(Some records)
= = = = =

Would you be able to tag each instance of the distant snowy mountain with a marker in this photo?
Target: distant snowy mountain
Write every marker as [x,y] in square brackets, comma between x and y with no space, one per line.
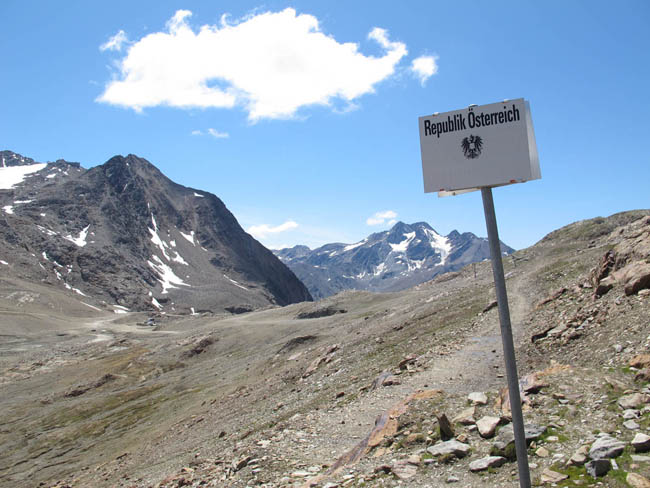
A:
[396,259]
[123,236]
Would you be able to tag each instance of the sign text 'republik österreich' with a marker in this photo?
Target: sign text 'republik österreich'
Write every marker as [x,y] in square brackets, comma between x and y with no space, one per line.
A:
[480,146]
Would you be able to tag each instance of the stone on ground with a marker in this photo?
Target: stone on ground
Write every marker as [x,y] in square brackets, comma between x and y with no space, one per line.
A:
[485,463]
[487,426]
[641,443]
[477,398]
[637,481]
[550,476]
[598,467]
[606,448]
[453,447]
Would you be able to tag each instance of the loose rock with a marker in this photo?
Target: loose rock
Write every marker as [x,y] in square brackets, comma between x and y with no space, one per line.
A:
[453,447]
[637,481]
[487,426]
[485,463]
[477,398]
[606,447]
[598,467]
[641,443]
[550,476]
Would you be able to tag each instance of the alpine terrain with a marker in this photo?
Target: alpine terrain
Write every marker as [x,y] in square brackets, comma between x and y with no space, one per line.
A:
[122,236]
[397,259]
[360,389]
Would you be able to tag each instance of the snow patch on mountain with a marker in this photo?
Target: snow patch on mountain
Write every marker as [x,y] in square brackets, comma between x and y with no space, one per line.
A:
[440,243]
[402,246]
[354,246]
[189,237]
[166,275]
[80,241]
[235,283]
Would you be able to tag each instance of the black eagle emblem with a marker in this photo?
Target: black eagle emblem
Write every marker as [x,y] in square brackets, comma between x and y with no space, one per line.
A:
[472,146]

= = = = =

Aim of the exercise »
Reproduce the listing above word for word, leaving out the pictures.

Solution for this exercise »
Would you be able to tag each instance of the distant snowy mountain with a marker in this photo?
Target: distant snowy mountain
Write every marker as [x,y] in square brackets, comma between x and y with no space, one per line.
A:
[396,259]
[123,236]
Would you be able to tag each instance of the sign text 'republik österreich' with a marker in this photo?
Target: sign text 'republik österreich'
Write every marker as [x,y] in square brackets, comma between x and y with no space, one per line.
A:
[480,146]
Would you be able to tag each instance of the stone on ground with a marker in this photo?
Target: stone on ground
Write every marker as [x,y] in square brackets, comma between x and y with no space, one per line.
A:
[485,463]
[487,426]
[641,443]
[477,398]
[637,481]
[550,476]
[598,467]
[606,448]
[453,447]
Would you be able to tag each instance of the loose rock with a marker in this photo?
Target: loose rock
Write every marker as [x,y] in square brackets, comma between x and y with no space, one per line.
A:
[453,447]
[637,481]
[487,426]
[485,463]
[477,398]
[606,447]
[598,467]
[641,443]
[550,476]
Would you be able to tag each instance of the alpine terrain with a marker in this photo?
Target: alpine terrain
Write every marker as [x,y] in square brackets, comma between x and y with no space, one per line.
A:
[122,236]
[397,259]
[360,389]
Would you be able to tag each instance of the snow patch on mountain with a marker in this photo?
Target: snow patch on mountain
Write every marker as [x,y] in square brackets, comma between x and y with no space, one per line.
A:
[440,243]
[402,246]
[354,246]
[189,237]
[166,275]
[80,241]
[235,283]
Would you be able to tag each instance of the black eagle emblem with a marker in this photo?
Target: black eagle emblem
Write every marker as [x,y] in square brackets, comma between x and y with no space, one per line.
A:
[472,146]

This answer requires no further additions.